[Dataset Boundary: Start]

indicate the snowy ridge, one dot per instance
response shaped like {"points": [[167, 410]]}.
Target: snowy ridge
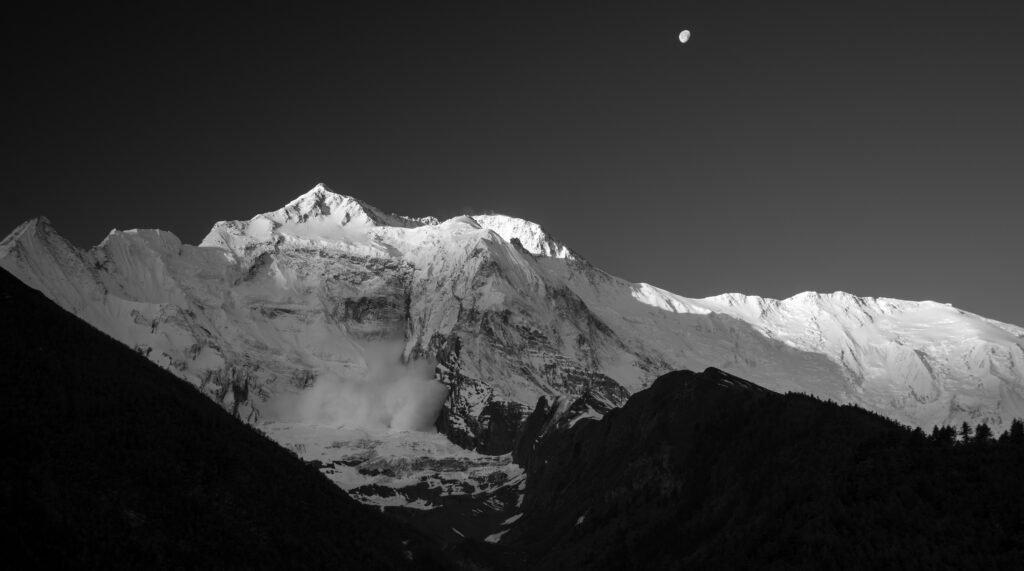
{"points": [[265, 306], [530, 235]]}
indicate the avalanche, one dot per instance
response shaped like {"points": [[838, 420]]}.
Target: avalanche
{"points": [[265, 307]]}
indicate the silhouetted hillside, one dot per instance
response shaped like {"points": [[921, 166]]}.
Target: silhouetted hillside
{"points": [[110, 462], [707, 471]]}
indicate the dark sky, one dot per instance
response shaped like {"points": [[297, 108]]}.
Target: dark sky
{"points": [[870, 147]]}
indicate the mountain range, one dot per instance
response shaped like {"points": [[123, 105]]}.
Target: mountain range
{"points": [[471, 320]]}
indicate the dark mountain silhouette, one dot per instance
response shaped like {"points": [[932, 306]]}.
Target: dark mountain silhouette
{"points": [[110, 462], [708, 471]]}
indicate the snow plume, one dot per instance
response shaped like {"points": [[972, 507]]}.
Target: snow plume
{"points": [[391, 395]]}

[Dataset Boundary: End]
[Dataset Boundary: Start]

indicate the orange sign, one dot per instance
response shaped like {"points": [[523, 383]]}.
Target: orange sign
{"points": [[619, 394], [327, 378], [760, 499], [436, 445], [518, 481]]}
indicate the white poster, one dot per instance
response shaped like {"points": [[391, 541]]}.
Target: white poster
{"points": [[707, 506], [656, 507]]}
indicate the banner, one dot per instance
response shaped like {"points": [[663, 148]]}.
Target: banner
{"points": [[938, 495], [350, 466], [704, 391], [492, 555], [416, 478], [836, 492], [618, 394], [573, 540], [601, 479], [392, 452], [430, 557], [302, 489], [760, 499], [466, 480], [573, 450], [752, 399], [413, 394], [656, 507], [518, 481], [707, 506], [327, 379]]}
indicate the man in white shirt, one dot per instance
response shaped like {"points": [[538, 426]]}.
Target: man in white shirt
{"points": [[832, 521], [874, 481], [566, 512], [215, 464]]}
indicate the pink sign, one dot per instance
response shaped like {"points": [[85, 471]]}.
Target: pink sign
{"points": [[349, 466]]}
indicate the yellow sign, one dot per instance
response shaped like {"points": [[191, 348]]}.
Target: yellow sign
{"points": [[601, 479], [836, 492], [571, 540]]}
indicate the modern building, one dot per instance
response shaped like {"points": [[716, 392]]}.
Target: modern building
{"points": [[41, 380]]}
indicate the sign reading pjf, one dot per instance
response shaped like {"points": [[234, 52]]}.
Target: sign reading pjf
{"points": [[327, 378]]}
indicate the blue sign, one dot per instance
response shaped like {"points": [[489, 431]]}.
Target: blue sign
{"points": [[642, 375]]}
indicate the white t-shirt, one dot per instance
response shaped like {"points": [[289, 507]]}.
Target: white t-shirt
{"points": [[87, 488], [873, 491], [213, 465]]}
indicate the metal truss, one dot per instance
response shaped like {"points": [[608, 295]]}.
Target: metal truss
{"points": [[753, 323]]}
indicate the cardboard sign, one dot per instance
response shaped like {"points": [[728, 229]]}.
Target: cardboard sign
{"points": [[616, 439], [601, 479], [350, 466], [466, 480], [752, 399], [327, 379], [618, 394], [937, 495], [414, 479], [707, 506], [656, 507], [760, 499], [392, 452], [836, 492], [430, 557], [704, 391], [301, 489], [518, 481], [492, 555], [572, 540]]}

[Dataset Boundary: End]

- _What is being asked_:
Each line above that falls between the line with "indicate the snowy" and the line with "indicate the mountain" should be printed exactly, together with those two lines, but the pictures should not.

- _Output below_:
indicate the snowy ridge, one dot per instance
response shaped like {"points": [[167, 410]]}.
Target: snowy ridge
{"points": [[265, 306], [530, 235]]}
indicate the avalanche, one dot per instance
response shaped like {"points": [[838, 420]]}.
Target: avalanche
{"points": [[265, 307]]}
indicate the silhouetted hillside, one dot per instance
response shaped like {"points": [[921, 166]]}.
Target: silhouetted hillside
{"points": [[110, 462], [707, 471]]}
indicate the dark sky, one dot per instance
response shaped like {"points": [[297, 108]]}.
Target: dark sky
{"points": [[870, 147]]}
indicate the mountain range, one dot per instance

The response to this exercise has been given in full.